▸ **CHALLENGE**: Reproduce word for word the part of the forum posts on grammar and punctuation starting with "But then again, I'm" and going on through "a lot of.......".

▸ **QUOTED TEXT**:
################
It was fun to read all the responses in this thread :D I learned most of my grammar in grade school in an activity called DOL. Daily Oral Language. It lasted like 10 minutes or so.
 
I enjoyed the post.
But then again, I'm a control freak. Rules make it easy for me to be right, making others wrong, allowing me the oppoutunity to shoot them down, thusly elevate my sense of self worth; temporarily.
 
Punctuation of the English language was (is) really hard for me. Another thing I
really had a hard time with (still do) is slang.

Sometimes I get so frustrated you will se in my post a lot of.......
Its a cop out, but I do try and continue to try and learn the language, spelling and punctuation...
I'm trying!

LOL
 
To further complicate things, look at this example given by Frances Peck of using quotation marks to set off words specifically referred to as terms:

I know you like the word "unique," but do you really have to use it ten times in one essay?
################
▸ **MATERIAL SUPPLIED**:
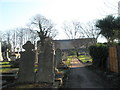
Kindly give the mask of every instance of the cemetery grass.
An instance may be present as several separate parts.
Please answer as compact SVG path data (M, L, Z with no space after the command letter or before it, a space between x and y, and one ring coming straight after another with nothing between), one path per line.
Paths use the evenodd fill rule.
M77 57L82 63L87 63L87 62L91 62L92 63L92 59L89 56L86 55L80 55Z
M0 62L0 73L9 72L15 70L16 68L11 68L9 62Z

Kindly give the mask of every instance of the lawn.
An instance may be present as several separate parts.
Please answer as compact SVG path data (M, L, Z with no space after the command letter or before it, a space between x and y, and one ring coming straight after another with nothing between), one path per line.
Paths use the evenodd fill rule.
M80 55L78 56L78 59L81 60L83 63L92 62L91 57L86 56L86 55Z

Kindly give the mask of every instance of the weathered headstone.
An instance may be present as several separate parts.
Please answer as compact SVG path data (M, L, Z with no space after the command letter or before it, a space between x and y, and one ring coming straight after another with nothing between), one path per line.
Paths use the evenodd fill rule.
M9 58L9 50L7 49L5 52L3 52L3 59L4 61L11 61L11 59Z
M55 51L55 59L56 59L56 65L62 62L62 51L60 49L56 49Z
M25 49L25 51L21 53L17 82L33 83L35 80L35 53L32 51L34 45L30 41L27 41L26 44L23 45L23 49Z
M1 42L0 42L0 61L3 61L1 48L2 48L2 47L1 47Z
M54 82L54 55L51 40L48 38L41 46L38 55L38 72L36 75L36 82Z
M64 53L63 53L63 56L62 56L62 59L63 59L63 60L67 60L67 56L68 56L68 54L67 54L66 52L64 52Z

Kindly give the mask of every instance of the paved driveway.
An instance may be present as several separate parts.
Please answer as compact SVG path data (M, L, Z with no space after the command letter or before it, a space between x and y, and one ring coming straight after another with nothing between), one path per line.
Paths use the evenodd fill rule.
M70 75L65 88L110 88L107 82L74 58L70 66Z

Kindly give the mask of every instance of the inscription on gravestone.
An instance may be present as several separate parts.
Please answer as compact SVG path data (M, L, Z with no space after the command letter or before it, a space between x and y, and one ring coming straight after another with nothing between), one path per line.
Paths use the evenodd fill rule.
M2 48L2 47L1 47L1 42L0 42L0 61L3 61L1 48Z
M56 49L56 66L62 62L62 51L60 49Z
M35 80L35 53L32 51L34 49L34 45L30 41L27 41L26 44L23 45L23 49L25 49L25 51L21 53L17 82L33 83Z
M38 72L36 75L37 82L54 82L54 55L53 46L49 39L46 39L44 46L40 47L38 55Z

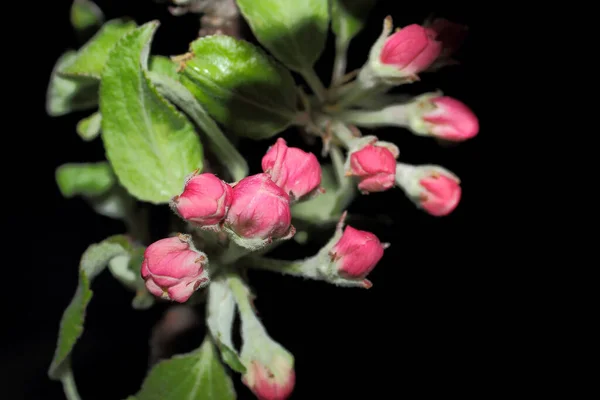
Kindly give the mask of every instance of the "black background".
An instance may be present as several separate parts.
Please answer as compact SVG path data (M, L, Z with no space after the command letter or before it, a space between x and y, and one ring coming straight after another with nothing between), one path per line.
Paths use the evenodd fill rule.
M31 48L21 48L15 56L26 67L21 72L27 72L26 89L16 98L27 101L32 109L29 116L23 112L21 127L11 132L13 138L22 140L20 148L29 149L13 168L28 172L15 186L19 194L8 200L14 212L4 215L4 226L16 239L7 251L19 254L9 257L10 265L4 266L17 271L5 282L8 292L3 293L7 297L3 319L8 321L3 335L8 337L1 343L0 367L3 379L8 378L8 388L3 389L8 399L64 399L60 383L47 378L47 369L62 312L76 287L79 257L89 244L124 229L120 222L95 214L79 198L63 199L56 188L57 166L100 161L104 154L100 140L85 143L75 132L77 121L89 113L59 118L45 114L45 91L54 62L81 43L69 23L71 2L43 3L47 4L36 5L35 23L30 27L35 31L32 40L44 36L47 40L35 47L34 63L28 62L34 51ZM359 197L350 207L351 213L386 214L393 221L391 225L354 224L392 243L369 276L374 284L370 290L250 272L262 321L271 336L295 355L293 399L385 399L406 394L471 397L488 392L490 387L482 389L482 383L495 373L490 360L499 346L498 326L489 292L496 277L485 268L483 261L490 258L482 248L489 219L483 207L483 149L492 135L483 110L488 64L482 57L482 32L486 21L466 2L443 7L409 3L379 2L367 28L352 42L349 67L362 65L388 14L394 17L395 26L422 23L435 13L470 27L457 54L462 64L424 74L421 82L407 90L442 89L464 101L480 118L480 135L459 146L441 147L399 129L377 131L382 140L398 144L403 162L434 163L454 171L462 179L463 199L453 214L435 218L417 210L399 189ZM154 54L186 52L199 28L197 16L171 16L164 4L150 0L98 4L107 19L124 15L138 23L160 19ZM332 50L330 38L316 66L326 80ZM297 144L297 135L289 131L284 137ZM242 143L251 172L259 172L260 158L270 144ZM160 232L166 220L165 212L155 214L153 233ZM304 250L291 243L279 255L303 257L319 248L318 244L308 247ZM131 293L109 274L102 274L93 289L85 332L73 355L75 379L83 400L123 399L140 387L150 330L168 305L132 310ZM187 348L199 344L202 337L202 331L197 332ZM233 379L239 399L253 398L239 376Z

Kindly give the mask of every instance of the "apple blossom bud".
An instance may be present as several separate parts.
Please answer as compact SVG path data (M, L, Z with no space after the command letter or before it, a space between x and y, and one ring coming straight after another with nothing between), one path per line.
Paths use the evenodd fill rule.
M259 248L274 239L291 238L295 232L291 220L290 198L269 175L248 176L233 187L225 227L243 247Z
M191 237L179 234L146 248L141 273L150 293L184 303L208 284L207 263L206 255L192 248Z
M349 154L350 170L346 175L359 178L358 189L363 193L383 192L394 186L399 152L388 147L387 143L375 142Z
M296 375L293 359L275 354L269 364L249 362L242 382L259 400L285 400L294 390Z
M340 275L350 279L364 279L383 257L383 245L377 236L346 226L340 240L329 252ZM364 281L370 287L368 280Z
M231 186L213 174L186 179L183 193L173 197L171 207L185 220L205 229L218 229L232 200Z
M396 182L414 203L436 217L450 214L460 201L460 179L436 165L398 163Z
M473 111L441 93L426 93L399 107L403 109L398 112L406 116L409 129L417 135L458 142L479 133L479 121Z
M262 159L262 169L293 199L313 194L321 184L321 165L312 153L277 139Z
M435 40L432 30L417 24L408 25L390 36L392 27L392 18L388 16L369 53L370 68L382 78L417 80L417 74L440 55L442 43Z

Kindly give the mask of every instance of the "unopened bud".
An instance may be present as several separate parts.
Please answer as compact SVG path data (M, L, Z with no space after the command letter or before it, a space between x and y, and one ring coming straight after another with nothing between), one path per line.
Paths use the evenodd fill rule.
M464 103L452 97L427 93L410 104L398 107L406 115L410 130L418 135L457 142L479 133L477 116Z
M208 284L206 264L206 255L191 247L191 237L180 234L148 246L141 273L150 293L184 303Z
M231 186L213 174L193 175L171 207L185 220L205 229L218 229L232 200Z
M439 56L442 44L432 31L412 24L391 36L392 19L384 21L383 31L371 48L369 65L382 78L412 78L429 67Z
M436 165L398 163L396 182L415 204L436 217L450 214L460 202L460 179Z
M257 174L239 181L225 227L243 247L260 248L275 239L294 235L290 199L269 175Z
M316 193L321 184L321 165L317 157L277 139L262 159L262 169L292 199Z

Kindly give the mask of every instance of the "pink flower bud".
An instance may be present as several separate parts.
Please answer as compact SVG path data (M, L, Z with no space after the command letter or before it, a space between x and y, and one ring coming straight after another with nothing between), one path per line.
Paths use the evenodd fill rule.
M434 109L423 114L429 132L440 139L461 141L479 133L477 117L464 103L448 96L430 100Z
M213 174L194 175L185 182L183 193L173 197L172 206L190 222L215 226L225 218L232 192L231 186Z
M285 400L294 390L296 374L287 358L275 356L270 366L251 361L242 382L259 400Z
M386 147L366 145L350 155L348 175L359 177L363 193L383 192L394 186L396 156Z
M458 180L450 175L432 172L419 181L421 207L429 214L442 217L450 214L460 201L461 188Z
M180 303L208 284L204 265L206 255L190 246L189 235L179 235L152 243L144 252L142 278L157 297Z
M460 48L467 36L468 28L444 18L436 18L425 27L431 35L442 43L442 57L450 57Z
M269 175L248 176L233 188L226 226L246 239L287 238L293 235L289 196Z
M382 64L409 76L429 67L441 50L442 43L435 40L431 30L412 24L387 38L379 58Z
M364 279L383 257L385 247L371 232L347 226L329 255L341 275ZM365 286L370 287L371 283L365 280Z
M321 165L312 153L288 147L279 138L262 159L262 169L277 186L299 199L321 184Z

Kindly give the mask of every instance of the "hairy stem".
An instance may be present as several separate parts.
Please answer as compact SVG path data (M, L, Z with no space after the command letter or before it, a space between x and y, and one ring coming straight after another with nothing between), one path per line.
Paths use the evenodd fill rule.
M65 372L62 374L60 381L63 384L63 391L67 400L81 400L79 393L77 392L77 386L75 385L75 379L73 378L73 371L69 365L65 368Z
M325 101L325 86L323 86L323 82L321 82L321 79L319 79L319 77L315 73L315 70L312 68L306 69L304 71L301 71L300 75L302 75L306 83L308 83L308 86L310 86L312 91L315 93L317 99L319 99L319 101L321 102Z
M335 59L333 61L333 72L331 75L331 84L333 87L346 73L348 44L336 43Z

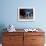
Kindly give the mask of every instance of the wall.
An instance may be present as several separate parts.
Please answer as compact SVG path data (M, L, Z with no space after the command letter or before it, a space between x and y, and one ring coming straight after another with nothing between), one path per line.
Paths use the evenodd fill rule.
M46 28L45 4L45 0L0 0L0 25L6 27L13 24L16 28ZM17 8L19 7L34 7L36 20L33 22L18 22Z

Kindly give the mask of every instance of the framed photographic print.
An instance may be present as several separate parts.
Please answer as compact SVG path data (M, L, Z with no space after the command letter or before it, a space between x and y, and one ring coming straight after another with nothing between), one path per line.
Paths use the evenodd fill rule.
M18 21L35 21L35 9L30 7L19 7Z

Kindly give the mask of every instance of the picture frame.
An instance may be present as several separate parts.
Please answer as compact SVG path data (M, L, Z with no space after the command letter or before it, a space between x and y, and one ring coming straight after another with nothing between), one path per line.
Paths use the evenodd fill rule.
M35 21L35 8L19 7L18 21Z

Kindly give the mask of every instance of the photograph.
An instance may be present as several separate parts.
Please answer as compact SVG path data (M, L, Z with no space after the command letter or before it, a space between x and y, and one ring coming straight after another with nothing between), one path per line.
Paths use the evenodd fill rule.
M18 21L34 21L34 8L18 8Z

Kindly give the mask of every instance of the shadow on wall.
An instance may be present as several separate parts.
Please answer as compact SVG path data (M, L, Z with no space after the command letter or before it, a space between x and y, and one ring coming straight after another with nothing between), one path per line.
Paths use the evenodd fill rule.
M6 26L4 24L0 24L0 43L2 43L3 32L6 31L6 29L4 30L4 28L6 28Z

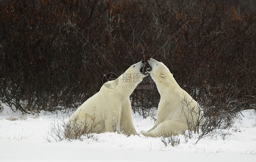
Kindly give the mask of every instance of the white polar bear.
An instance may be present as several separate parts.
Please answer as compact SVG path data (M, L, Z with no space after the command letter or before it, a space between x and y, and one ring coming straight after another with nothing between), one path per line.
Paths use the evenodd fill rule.
M129 96L143 78L145 61L131 66L117 79L107 82L70 117L65 128L66 137L104 132L137 135L132 119Z
M173 74L162 63L150 59L152 69L147 71L155 82L161 96L154 126L144 134L153 137L182 134L194 129L203 113L197 103L178 84Z

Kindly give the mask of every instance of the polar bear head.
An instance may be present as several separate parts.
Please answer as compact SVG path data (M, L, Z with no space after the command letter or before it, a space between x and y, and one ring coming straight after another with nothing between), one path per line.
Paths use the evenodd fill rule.
M143 80L143 78L148 76L147 72L143 71L146 63L144 61L141 61L133 64L121 76L121 81L127 85L137 85Z
M151 68L147 69L147 72L150 74L153 80L157 83L166 84L173 77L169 69L163 63L153 59L148 60Z

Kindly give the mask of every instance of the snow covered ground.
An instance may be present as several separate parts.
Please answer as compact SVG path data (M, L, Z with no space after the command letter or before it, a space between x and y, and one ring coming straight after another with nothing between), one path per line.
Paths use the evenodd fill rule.
M109 133L49 142L46 133L59 114L22 115L5 107L0 112L0 162L256 162L256 112L241 114L224 140L218 131L196 144L196 138L187 142L180 135L179 145L166 147L160 138ZM138 133L154 125L136 114L133 119Z

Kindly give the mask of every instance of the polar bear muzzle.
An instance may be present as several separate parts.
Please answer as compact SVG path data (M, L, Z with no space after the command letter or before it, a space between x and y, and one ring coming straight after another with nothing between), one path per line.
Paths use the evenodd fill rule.
M141 61L142 63L143 63L142 64L142 66L140 68L140 71L141 74L145 75L148 75L148 74L147 71L144 72L144 68L145 67L145 65L146 64L146 63L145 61Z

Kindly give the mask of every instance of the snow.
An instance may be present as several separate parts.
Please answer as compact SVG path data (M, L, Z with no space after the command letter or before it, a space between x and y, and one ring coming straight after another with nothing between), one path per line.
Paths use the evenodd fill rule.
M255 162L256 112L246 110L239 115L230 129L217 130L196 144L196 134L187 142L180 135L180 143L173 147L165 146L160 138L111 133L49 142L45 139L49 127L65 115L22 115L5 106L0 112L0 162ZM149 118L137 114L133 118L138 132L154 125Z

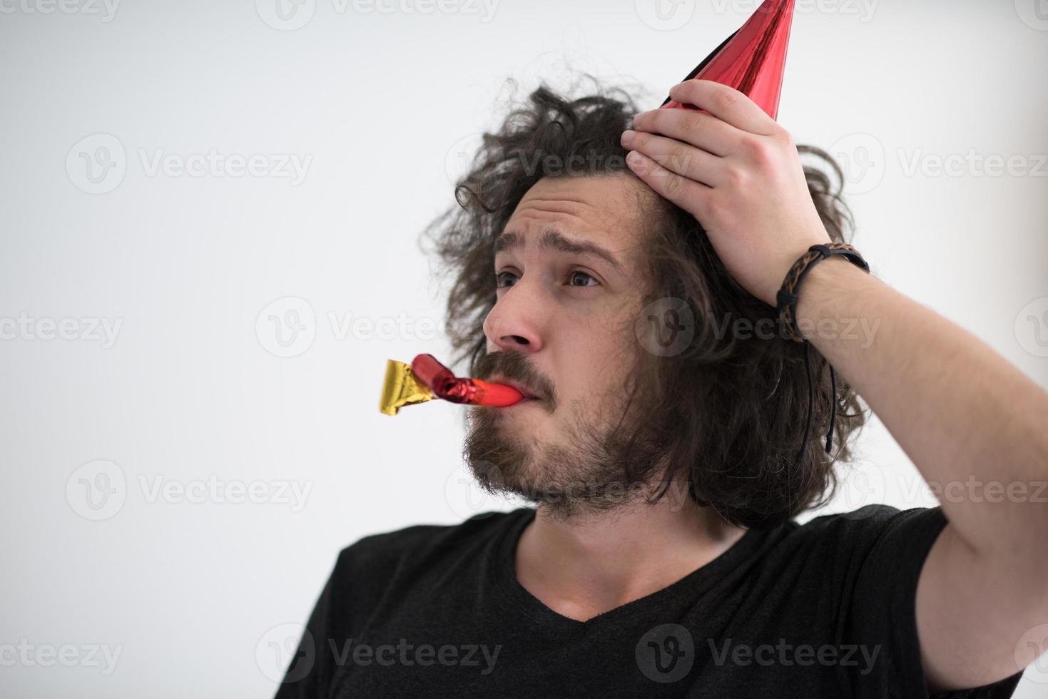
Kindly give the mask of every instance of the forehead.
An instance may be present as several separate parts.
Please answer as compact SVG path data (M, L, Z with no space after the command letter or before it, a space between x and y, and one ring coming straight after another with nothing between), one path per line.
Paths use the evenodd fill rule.
M552 226L618 250L639 242L641 198L653 194L632 174L544 177L521 198L505 230L531 244L530 239Z

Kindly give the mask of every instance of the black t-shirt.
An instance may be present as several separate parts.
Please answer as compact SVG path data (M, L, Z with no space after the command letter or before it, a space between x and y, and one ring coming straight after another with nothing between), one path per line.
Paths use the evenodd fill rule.
M871 505L749 529L587 621L520 585L534 510L362 539L339 556L278 699L927 697L915 597L940 508ZM1010 697L1019 673L937 695Z

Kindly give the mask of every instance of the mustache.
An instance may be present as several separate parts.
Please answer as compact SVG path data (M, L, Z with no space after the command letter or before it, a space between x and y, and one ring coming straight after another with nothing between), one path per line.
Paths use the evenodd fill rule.
M484 380L495 375L510 378L522 384L536 398L548 402L550 411L556 407L553 381L531 364L525 352L488 352L476 362L473 375Z

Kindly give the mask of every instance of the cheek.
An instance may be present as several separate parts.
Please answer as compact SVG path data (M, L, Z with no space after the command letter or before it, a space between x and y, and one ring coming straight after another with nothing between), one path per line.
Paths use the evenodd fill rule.
M624 331L624 325L629 334ZM621 322L587 323L584 330L575 328L564 362L558 367L561 397L589 402L620 393L635 357L632 328L632 324Z

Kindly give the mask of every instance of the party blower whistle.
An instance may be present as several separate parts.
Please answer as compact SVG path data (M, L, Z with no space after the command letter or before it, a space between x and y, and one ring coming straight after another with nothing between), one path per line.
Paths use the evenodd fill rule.
M405 406L434 398L505 408L523 400L524 394L511 386L479 378L458 378L432 354L419 354L410 365L396 359L386 362L386 380L378 401L378 410L384 415L396 415Z

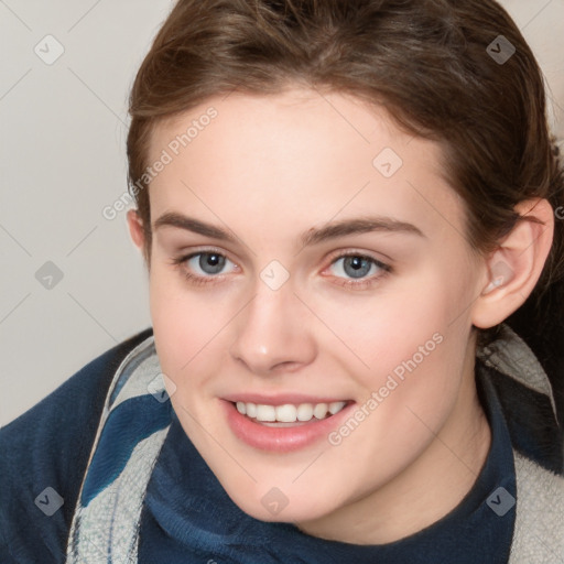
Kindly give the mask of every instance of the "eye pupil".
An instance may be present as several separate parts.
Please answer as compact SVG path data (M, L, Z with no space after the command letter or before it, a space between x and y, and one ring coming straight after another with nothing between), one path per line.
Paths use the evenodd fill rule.
M351 272L347 272L347 275L352 278L362 278L370 271L370 261L364 257L345 257L344 270L347 272L347 267L351 267Z
M203 252L199 257L199 268L206 274L216 274L225 265L225 257L215 252ZM209 270L208 270L209 269Z

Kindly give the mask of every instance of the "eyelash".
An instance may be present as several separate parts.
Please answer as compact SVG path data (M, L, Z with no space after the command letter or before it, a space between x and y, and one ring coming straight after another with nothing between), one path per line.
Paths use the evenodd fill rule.
M185 280L187 280L193 285L200 286L200 285L206 285L206 284L216 284L216 283L220 282L220 280L218 280L221 278L220 274L218 274L218 275L210 274L207 276L199 276L199 275L193 274L192 272L188 272L186 270L185 263L189 259L193 259L194 257L198 257L199 254L218 254L219 257L223 257L223 258L229 260L223 252L219 252L218 250L205 249L205 250L200 250L197 252L193 252L191 254L175 257L174 259L172 259L171 264L174 268L178 269L181 274L183 275L183 278ZM381 262L380 260L375 259L373 257L370 257L368 254L362 254L361 252L357 252L357 251L347 251L347 252L341 252L340 254L336 254L332 259L329 267L335 264L338 260L345 259L347 257L356 257L359 259L366 259L369 262L371 262L372 264L375 264L376 267L378 267L381 270L381 272L373 274L372 276L370 276L368 279L366 279L366 278L357 279L356 281L355 281L355 279L341 279L339 276L336 276L338 280L341 281L341 282L336 282L337 285L340 285L344 288L352 288L355 290L365 290L365 289L373 286L382 278L384 278L386 275L388 275L392 272L392 268L389 264L386 264L384 262Z

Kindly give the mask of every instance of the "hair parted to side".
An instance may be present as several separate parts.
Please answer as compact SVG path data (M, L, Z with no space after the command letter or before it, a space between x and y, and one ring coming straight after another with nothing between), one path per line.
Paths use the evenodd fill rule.
M505 64L486 51L499 35L516 47ZM386 108L404 130L437 141L478 252L492 250L514 226L519 202L544 197L554 209L564 205L542 74L494 0L180 0L132 87L130 187L139 186L161 120L212 96L268 95L293 85L354 95ZM148 189L133 196L150 267ZM521 308L536 326L549 317L541 299L560 308L551 316L562 325L564 292L557 303L545 297L549 288L563 285L562 224L538 289Z

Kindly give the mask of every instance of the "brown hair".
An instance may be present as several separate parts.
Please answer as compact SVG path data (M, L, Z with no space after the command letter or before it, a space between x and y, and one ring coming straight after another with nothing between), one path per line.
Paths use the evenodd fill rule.
M511 45L512 56L496 59ZM130 187L140 185L161 120L234 89L268 95L295 84L383 106L403 129L441 143L445 177L466 203L466 236L479 252L514 226L519 202L564 204L541 72L492 0L180 0L132 87ZM134 197L150 265L148 189ZM535 327L546 322L541 297L563 273L556 221L542 279L520 312L535 316ZM560 327L562 310L552 317Z

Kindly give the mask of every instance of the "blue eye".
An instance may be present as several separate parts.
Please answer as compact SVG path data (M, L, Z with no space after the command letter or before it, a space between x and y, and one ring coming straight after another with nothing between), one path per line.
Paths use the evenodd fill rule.
M339 261L343 261L340 271L354 279L366 276L370 272L372 267L376 267L376 270L378 270L373 259L370 259L368 257L361 257L359 254L349 254L346 257L341 257L337 259L333 264L337 264Z
M187 260L187 263L192 270L197 267L204 274L214 275L221 272L227 260L226 257L218 252L198 252L197 254L193 254Z
M354 289L369 288L381 276L391 272L389 264L358 252L340 254L332 262L330 268L335 268L334 273L340 279L339 285Z
M194 252L172 260L172 264L181 270L182 275L192 284L215 284L223 280L221 274L226 264L236 267L225 254L208 250ZM391 267L379 260L361 254L348 252L337 256L328 269L335 269L334 278L337 285L364 290L377 283L384 274L391 272Z

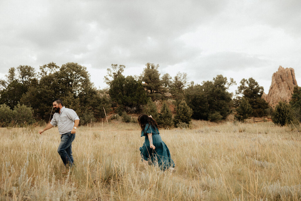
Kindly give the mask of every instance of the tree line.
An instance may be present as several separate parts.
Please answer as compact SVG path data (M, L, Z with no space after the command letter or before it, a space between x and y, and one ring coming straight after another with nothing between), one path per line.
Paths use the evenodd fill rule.
M105 111L112 110L127 122L130 113L151 115L165 127L188 126L192 118L218 121L234 111L235 119L240 121L272 114L261 98L263 87L252 78L240 81L234 97L228 90L235 82L221 75L196 84L188 83L185 73L173 77L168 73L161 75L159 64L147 63L141 74L126 77L123 74L125 68L112 64L104 78L108 86L102 90L94 86L86 68L76 63L60 67L51 62L40 66L37 73L28 66L11 68L0 80L0 126L48 121L51 101L57 97L74 109L84 124L105 117ZM296 90L299 94L299 89ZM158 102L162 105L160 111L155 103ZM19 118L18 112L28 117Z

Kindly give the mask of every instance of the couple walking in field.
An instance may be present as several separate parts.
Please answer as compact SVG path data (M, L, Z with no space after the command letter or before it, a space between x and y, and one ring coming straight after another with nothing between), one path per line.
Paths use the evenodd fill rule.
M72 150L72 142L75 138L79 118L72 109L66 108L60 99L54 100L52 104L55 113L51 121L43 129L39 131L42 134L45 130L57 125L61 135L61 142L57 152L67 167L72 167L74 160ZM144 143L140 150L142 161L146 165L158 164L163 171L174 170L174 163L169 150L160 135L157 122L151 116L141 114L138 118L141 128L141 137L145 137Z

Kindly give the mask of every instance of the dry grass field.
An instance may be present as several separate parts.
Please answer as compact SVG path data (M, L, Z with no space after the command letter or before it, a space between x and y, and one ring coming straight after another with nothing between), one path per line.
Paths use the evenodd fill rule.
M300 200L301 137L271 122L194 121L160 130L175 164L146 169L138 124L77 129L76 167L62 173L57 127L0 128L1 200Z

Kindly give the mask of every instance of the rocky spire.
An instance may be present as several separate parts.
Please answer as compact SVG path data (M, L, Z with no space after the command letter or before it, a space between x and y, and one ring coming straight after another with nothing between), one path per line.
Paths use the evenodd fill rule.
M274 107L281 100L289 101L292 98L294 87L297 86L293 69L284 69L280 66L278 71L273 74L268 94L264 93L262 98Z

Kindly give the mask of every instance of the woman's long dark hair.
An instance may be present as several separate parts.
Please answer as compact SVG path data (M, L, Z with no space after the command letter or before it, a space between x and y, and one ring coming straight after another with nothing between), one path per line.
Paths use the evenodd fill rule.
################
▸ **TASK RESPONSE**:
But then again, I'm a control freak. Rules make it easy for me to be right, making others wrong, allowing me the oppoutunity to shoot them down, thusly elevate my sense of self worth; temporarily.
 
Punctuation of the English language was (is) really hard for me. Another thing I
really had a hard time with (still do) is slang.

Sometimes I get so frustrated you will se in my post a lot of.......